After that, the carriage 80 of the workpiece supply robot 10 rises in the Z-axis direction, thereby the positioning pin 238 of the hanging unit 236 of the connection unit 230 of the extending robot hand 200, which is inserted into the positioning hole 46 of the hanging unit 44 of the storage unit 40 of the workpiece placement platform 20, is pulled out. After the positioning pin 238 is pulled out, in the workpiece supply robot 10, the movable frame 70 moves in the X-axis direction again so that the support arm 50, the permanent robot hand 100, and the extending robot hand 200 are carried from the storage unit 40. By the above steps, an installing operation of the extending robot hand 200 of the workpiece supply robot 10 in the workpiece supply system 1 is executed. Further, when the extending robot hand 200 is removed, a removing operation is executed in a reverse order of the steps described above.

Advantages of Workpiece Supply Robot and Workpiece Supply System According to Present Embodiment

As described above, the workpiece supply robot 10 according to the present embodiment is configured to be able to transport the workpiece W placed on the workpiece placement platform 20 from the workpiece placement platform 20, and includes the support arm 50, the permanent robot hand 100 fixedly provided to the support arm 50 and configured to hold the workpiece W, and the extending robot hand 200 configured to hold the workpiece W together with the permanent robot hand 100, in which the extending robot hand 200 is configured to be removable.

— Dataset content —

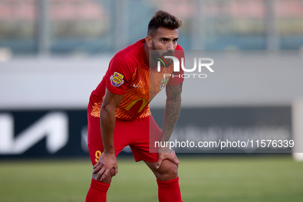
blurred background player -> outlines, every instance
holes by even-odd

— Prompt —
In the workpiece supply robot passage, rewrite the paragraph beginning "As described above" as a short list of its main facts.

— Output of the task —
- The workpiece supply robot 10 can carry the workpiece W away from the workpiece placement platform 20.
- It has a support arm 50.
- It has a permanent robot hand 100, which is fixed to the support arm 50 and holds the workpiece W.
- It has an extending robot hand 200, which holds the workpiece W together with the permanent robot hand 100 and can be removed.